Rows from a pointing dataset
■ ■ ■ ■

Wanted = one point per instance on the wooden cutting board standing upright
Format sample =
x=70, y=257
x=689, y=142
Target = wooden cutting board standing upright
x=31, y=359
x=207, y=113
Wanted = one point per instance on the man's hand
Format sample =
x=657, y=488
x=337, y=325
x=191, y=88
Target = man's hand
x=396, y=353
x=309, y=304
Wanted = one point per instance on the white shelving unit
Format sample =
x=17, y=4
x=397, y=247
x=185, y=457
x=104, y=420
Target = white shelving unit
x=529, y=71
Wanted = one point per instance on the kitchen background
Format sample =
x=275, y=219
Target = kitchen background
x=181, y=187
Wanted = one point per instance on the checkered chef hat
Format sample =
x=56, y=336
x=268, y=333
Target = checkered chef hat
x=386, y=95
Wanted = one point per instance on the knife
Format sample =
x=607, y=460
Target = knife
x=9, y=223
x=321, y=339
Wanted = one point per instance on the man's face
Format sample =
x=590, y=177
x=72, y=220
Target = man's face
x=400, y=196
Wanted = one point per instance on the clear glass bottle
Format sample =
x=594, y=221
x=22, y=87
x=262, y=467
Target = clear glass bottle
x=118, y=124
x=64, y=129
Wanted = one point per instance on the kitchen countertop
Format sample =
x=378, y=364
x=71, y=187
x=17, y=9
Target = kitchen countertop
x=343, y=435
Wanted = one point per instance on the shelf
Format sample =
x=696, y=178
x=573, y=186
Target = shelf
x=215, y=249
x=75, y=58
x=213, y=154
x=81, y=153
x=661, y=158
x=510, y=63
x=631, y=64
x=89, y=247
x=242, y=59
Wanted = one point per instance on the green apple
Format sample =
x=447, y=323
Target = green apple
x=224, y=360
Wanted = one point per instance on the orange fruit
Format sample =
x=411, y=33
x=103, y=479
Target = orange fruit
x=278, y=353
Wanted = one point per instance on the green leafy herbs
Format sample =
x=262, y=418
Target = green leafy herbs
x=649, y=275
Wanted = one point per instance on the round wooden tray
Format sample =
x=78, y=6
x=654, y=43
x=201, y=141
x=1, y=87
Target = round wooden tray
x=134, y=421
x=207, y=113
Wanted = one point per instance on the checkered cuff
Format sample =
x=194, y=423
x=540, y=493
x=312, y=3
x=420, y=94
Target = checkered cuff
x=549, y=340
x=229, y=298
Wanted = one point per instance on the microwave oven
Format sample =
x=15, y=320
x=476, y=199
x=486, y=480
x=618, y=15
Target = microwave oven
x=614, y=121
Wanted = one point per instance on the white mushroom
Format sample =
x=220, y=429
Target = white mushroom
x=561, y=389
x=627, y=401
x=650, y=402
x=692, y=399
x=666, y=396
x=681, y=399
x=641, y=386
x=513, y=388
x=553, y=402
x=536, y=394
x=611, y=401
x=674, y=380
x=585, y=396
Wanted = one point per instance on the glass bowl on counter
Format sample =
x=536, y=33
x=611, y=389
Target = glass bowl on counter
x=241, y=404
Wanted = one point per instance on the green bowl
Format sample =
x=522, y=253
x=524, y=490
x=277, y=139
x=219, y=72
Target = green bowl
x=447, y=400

■ ■ ■ ■

WORK TO COMPLETE
Copy out every line of the records above, with each one reproduced verbatim.

FINISHED ANSWER
Wanted = one point per instance on the wooden cutting board standing upright
Format sample =
x=70, y=257
x=689, y=142
Target = wooden cutting board standing upright
x=31, y=359
x=207, y=113
Wanted = one point per instance on the man's hand
Format sample =
x=657, y=488
x=337, y=325
x=191, y=88
Target = man's hand
x=396, y=353
x=309, y=304
Wanted = one point per instance on the white shelving unit
Format sample =
x=17, y=4
x=397, y=247
x=185, y=457
x=104, y=420
Target = white shelving unit
x=529, y=71
Wanted = one point per instance on the kitchen background
Format sample =
x=275, y=219
Target = kitchen background
x=181, y=187
Wanted = one point per instance on the checkered chef hat
Format sample =
x=56, y=336
x=268, y=333
Target = checkered chef hat
x=386, y=95
Wanted = one point per instance on the knife
Format sample =
x=607, y=460
Target = knife
x=9, y=223
x=321, y=339
Wanted = one point per instance on the man's face
Format sample =
x=590, y=177
x=72, y=220
Target = man's face
x=400, y=196
Wanted = one point per instance on the clear glass bottle
Format sample =
x=594, y=221
x=22, y=87
x=262, y=467
Target = clear glass bottle
x=118, y=124
x=64, y=129
Wanted = one point per instance on the kitchen countertop
Format sample =
x=378, y=364
x=71, y=187
x=17, y=9
Target = kitchen countertop
x=343, y=435
Wanted = one point per instance on the shelf
Format sample =
x=696, y=178
x=573, y=186
Target = shelf
x=215, y=249
x=75, y=58
x=213, y=154
x=81, y=153
x=661, y=158
x=510, y=63
x=631, y=64
x=89, y=247
x=242, y=59
Wanted = one point per instance on the green apple
Format sample =
x=447, y=323
Target = green apple
x=224, y=360
Wanted = one point per instance on the orange fruit
Format sample =
x=411, y=33
x=103, y=479
Target = orange fruit
x=278, y=353
Wanted = one point per instance on the green leafy herbs
Format sample =
x=262, y=418
Target = green leafy herbs
x=649, y=275
Wanted = one point per instance on the round wooden tray
Format sample =
x=78, y=6
x=654, y=43
x=201, y=141
x=1, y=87
Target = round wooden tray
x=134, y=421
x=207, y=113
Wanted = one point per instance on the checkered cuff
Format sample =
x=194, y=423
x=540, y=493
x=312, y=3
x=420, y=94
Target = checkered cuff
x=549, y=340
x=229, y=298
Wanted = one point per instance on the microwave oven
Format sample =
x=15, y=320
x=476, y=199
x=486, y=480
x=618, y=15
Target = microwave oven
x=614, y=121
Wanted = one point per instance on the white mushroom
Format sample =
x=220, y=429
Target = white mushroom
x=561, y=389
x=627, y=401
x=650, y=402
x=692, y=399
x=666, y=396
x=681, y=399
x=641, y=386
x=513, y=388
x=553, y=402
x=536, y=394
x=611, y=401
x=674, y=380
x=585, y=396
Wanted = one point per instance on the glass bowl on counter
Format sample =
x=536, y=33
x=611, y=389
Target = glass bowl on counter
x=241, y=404
Wanted = one point per instance on the green bowl
Format sample =
x=522, y=253
x=524, y=490
x=277, y=139
x=219, y=72
Target = green bowl
x=447, y=400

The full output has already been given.